:: Data in this exercise
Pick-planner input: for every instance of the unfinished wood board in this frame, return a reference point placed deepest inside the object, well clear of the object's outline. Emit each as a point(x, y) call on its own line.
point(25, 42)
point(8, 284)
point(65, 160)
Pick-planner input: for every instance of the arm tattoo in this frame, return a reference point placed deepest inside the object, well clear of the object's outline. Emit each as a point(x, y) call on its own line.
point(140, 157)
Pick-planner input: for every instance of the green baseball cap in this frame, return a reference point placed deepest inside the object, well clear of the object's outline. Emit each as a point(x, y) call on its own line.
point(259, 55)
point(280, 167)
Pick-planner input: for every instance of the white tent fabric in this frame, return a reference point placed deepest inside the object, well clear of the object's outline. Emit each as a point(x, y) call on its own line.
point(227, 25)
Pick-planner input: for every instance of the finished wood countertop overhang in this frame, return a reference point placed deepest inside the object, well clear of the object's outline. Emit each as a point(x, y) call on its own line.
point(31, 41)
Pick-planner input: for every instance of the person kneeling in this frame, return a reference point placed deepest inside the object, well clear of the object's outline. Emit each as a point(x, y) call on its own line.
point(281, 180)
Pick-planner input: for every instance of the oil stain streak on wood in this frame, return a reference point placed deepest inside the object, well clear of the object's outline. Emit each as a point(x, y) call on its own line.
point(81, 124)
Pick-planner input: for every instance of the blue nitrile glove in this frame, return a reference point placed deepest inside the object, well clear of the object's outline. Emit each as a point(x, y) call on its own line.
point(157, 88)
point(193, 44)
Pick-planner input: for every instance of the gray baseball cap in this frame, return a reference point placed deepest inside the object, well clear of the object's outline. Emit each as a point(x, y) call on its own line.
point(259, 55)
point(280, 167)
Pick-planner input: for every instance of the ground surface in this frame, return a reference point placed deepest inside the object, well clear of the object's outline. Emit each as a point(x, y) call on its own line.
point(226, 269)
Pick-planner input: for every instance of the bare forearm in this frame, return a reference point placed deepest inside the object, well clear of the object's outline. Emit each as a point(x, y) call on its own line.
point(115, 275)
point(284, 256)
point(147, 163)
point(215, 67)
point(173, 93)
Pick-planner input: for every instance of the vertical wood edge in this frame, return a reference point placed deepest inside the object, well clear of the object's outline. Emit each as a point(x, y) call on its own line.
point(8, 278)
::::
**Exercise**. Lay out the lines of the records, from the very start through the line that contains "point(193, 44)", as a JSON list of strings, one string per line, with blank lines left out.

**Task answer**.
[
  "Pick-planner input: for every instance of the unfinished wood board in this frame, return a reference point placed deepest inside the object, well clear of the object's outline. Emit each as a point(x, y) call on its own line.",
  "point(25, 42)",
  "point(8, 284)",
  "point(65, 160)",
  "Pick-planner input: for every instance of the arm tattoo in this frame, return a reference point placed deepest inside the object, well clear of the object's outline. Emit each as a point(x, y) call on its own line.",
  "point(140, 157)",
  "Pick-planner input: for every instance of the green baseball cap in this frame, return a reference point placed deepest inside the object, well clear of the object's outline. Emit each as a point(x, y) call on its own line.",
  "point(259, 55)",
  "point(280, 167)",
  "Pick-planner input: for every instance of the white tent fabric in this frame, return a reference point placed deepest inside the object, well clear of the object's outline. Emit each as a point(x, y) call on its own line.",
  "point(227, 25)",
  "Pick-planner input: for every instance of the finished wood countertop overhang in this frame, return a reference point placed deepest inside the object, well clear of the object's outline. Emit each as a point(x, y) call on its own line.",
  "point(31, 41)",
  "Pick-planner input: for every instance of the person kneeling in this frame, return a reference point placed deepest inside the object, well clear of the object's outline. Emit each as a point(x, y) call on its own line.",
  "point(281, 180)",
  "Pick-planner input: for every instance of the oil stain streak on wood in this frame, return a reference point placed deepest inside the object, well clear of the object's outline. Emit each as a point(x, y) call on its own line.",
  "point(81, 124)",
  "Pick-planner input: for every instance of the blue nitrile glove in this frame, return a reference point placed deepest inside the object, well clear of the object's outline. Emit each as a point(x, y) call on its own line.",
  "point(157, 88)",
  "point(193, 44)"
]